Si je veux rajouter UN SEUL Mp3 dans ma bibliotheque, je suis oblige de retrouver MON itunes qui contient tous les anciens morceaux, rajouter le nouvel MP3 dans celui la et resynchroniser! ( si j'ai perdu mon ancienne plylist dans Itunes, impossible de remettre un seul MP3 sans bousiller l'ancienne) Ca c'est tres beau 
Qui ne sait pas servir de capacite de stockage par drag and drop ( peut etre avec un logiciel a installer avant je l'accorde, mais apres il le reconnait comme un disque)
Qui a des fonctionnalités ammoindries "parce qu'il est petit", comme le Wifi dans mon exemple
qui ai besoin de se connecter a une base de donnée ou un programme special pour telecharger un bete MP3
ou je dois creer un compte sur internet avec mes données pour mettre la moindre Appli
....
J'utilise frequemment des appareils multimedia et je suis les nouvelles sorties de ce qui sort.

Un bete balladeur MP3 a 8 gigas qui lit les videos ( entre 50 et 80E pour n importe lequel) quand on le connecte, on telecharge ses videos dessus sans se tracasser d'un Itunes de faire des mises a jours et synchronisations dans tous les sens... On a une belle vie ou on se tracasse de rien

Enfin soit, vous m'avez fait fort devier du sujet de base et j en suis desolé et le déplore encore!


----------



## nicolasf (26 Septembre 2008)

Ouais... 

Je trouve que tu t'énerves bien vite et maudis la terre entière à partir de pas grand chose. Et tu n'as pas répondu à ma question : ça te sert à quoi d'avoir sur ton écran 6 ou 7 réseaux Wifi ? Ton réseau Wifi, il marche oui ou non ? Si non, il y a en effet un problème, à régler soit à la source (par exemple, vérifier que c'est bien du wifi compatible avec l'iPod), soit effectivement en changeant de périphérique (ce que tu sembles vouloir à tout prix faire, mais sans vérifier le reste... par exemple, en entrant à la main le nom du réseau).

> Extraits de données:
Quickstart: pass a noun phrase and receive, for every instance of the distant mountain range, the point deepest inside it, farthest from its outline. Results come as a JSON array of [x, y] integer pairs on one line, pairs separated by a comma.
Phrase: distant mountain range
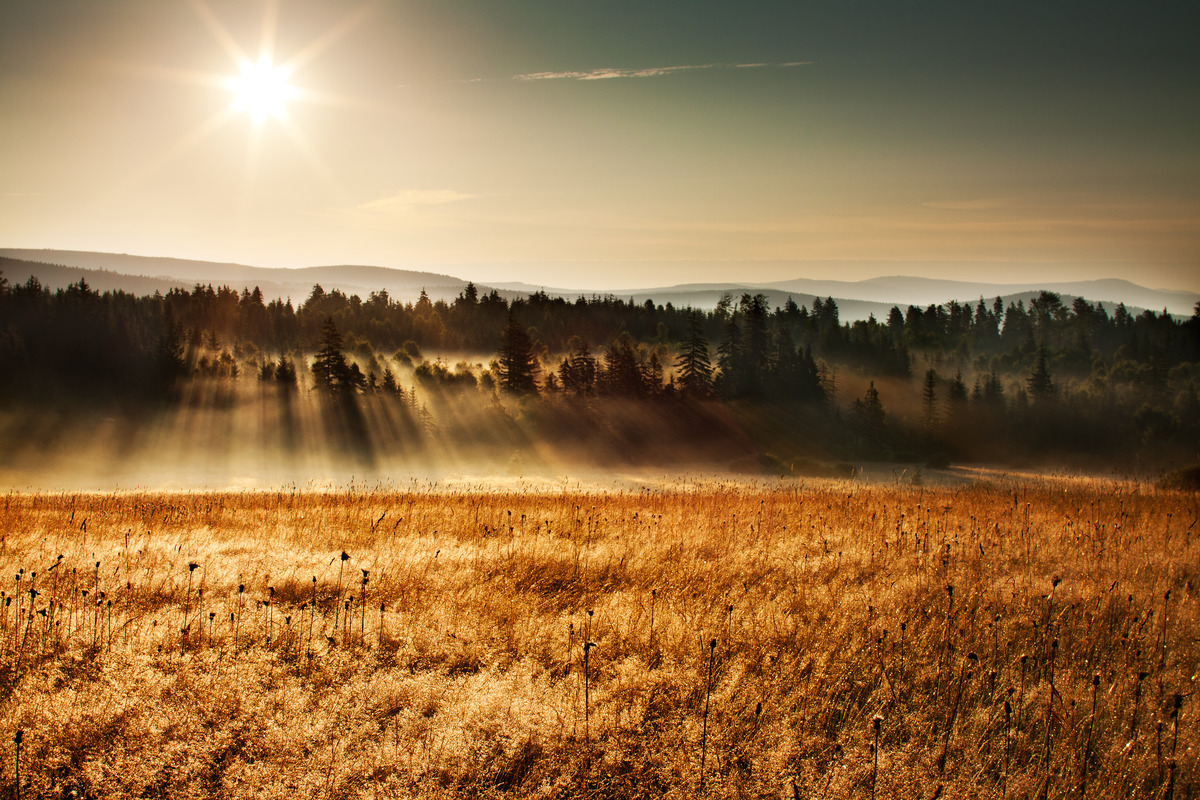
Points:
[[856, 299]]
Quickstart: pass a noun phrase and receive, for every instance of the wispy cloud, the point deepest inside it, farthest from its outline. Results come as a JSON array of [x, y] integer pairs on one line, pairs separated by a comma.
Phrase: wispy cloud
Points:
[[609, 73], [409, 198], [976, 204]]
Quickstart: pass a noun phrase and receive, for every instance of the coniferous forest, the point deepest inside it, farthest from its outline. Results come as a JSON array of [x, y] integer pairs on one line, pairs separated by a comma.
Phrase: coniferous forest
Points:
[[610, 382]]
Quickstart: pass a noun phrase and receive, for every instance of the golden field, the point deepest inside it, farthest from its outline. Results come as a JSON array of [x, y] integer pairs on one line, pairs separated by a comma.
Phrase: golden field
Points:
[[827, 639]]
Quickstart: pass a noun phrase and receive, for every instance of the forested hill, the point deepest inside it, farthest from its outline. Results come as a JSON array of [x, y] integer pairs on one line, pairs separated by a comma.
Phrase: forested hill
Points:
[[995, 378]]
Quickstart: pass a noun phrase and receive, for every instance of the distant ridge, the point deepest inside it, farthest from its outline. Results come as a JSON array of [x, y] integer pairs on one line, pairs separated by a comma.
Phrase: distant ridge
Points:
[[856, 299]]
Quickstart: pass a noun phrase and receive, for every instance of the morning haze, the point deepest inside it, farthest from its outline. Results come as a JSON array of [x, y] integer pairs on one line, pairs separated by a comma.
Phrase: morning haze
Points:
[[557, 398]]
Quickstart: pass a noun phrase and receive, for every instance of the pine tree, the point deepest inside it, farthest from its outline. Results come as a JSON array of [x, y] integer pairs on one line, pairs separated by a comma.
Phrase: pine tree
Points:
[[329, 368], [1039, 383], [929, 398], [517, 366], [694, 365]]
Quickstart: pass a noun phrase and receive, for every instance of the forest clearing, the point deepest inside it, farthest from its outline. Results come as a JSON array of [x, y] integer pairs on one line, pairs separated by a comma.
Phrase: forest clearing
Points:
[[816, 639]]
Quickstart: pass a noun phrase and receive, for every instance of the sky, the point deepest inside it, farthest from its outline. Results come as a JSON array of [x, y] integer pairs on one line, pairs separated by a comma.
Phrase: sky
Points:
[[616, 144]]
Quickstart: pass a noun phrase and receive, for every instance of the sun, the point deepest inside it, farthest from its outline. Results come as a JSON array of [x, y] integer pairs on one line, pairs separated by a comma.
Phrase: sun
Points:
[[262, 89]]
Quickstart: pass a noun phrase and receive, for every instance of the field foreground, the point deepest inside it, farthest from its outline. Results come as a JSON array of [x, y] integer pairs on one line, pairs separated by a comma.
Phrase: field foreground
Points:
[[829, 641]]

> Consignes de travail:
a – Recopiez un passage de l'extrait de forum : commencez aux mots « Un bete balladeur » et arrêtez-vous après « (26 Septembre 2008) ».
b – Indiquez, s'il vous plaît, le prix donné dans l'extrait de forum pour un baladeur MP3 de 8 gigas qui lit les vidéos.

> Corrigé de l'exercice:
a –
Un bete balladeur MP3 a 8 gigas qui lit les videos ( entre 50 et 80E pour n importe lequel) quand on le connecte, on telecharge ses videos dessus sans se tracasser d'un Itunes de faire des mises a jours et synchronisations dans tous les sens... On a une belle vie ou on se tracasse de rien

Enfin soit, vous m'avez fait fort devier du sujet de base et j en suis desolé et le déplore encore!


----------



## nicolasf (26 Septembre 2008)

b – Entre 50 et 80E, pour n'importe lequel.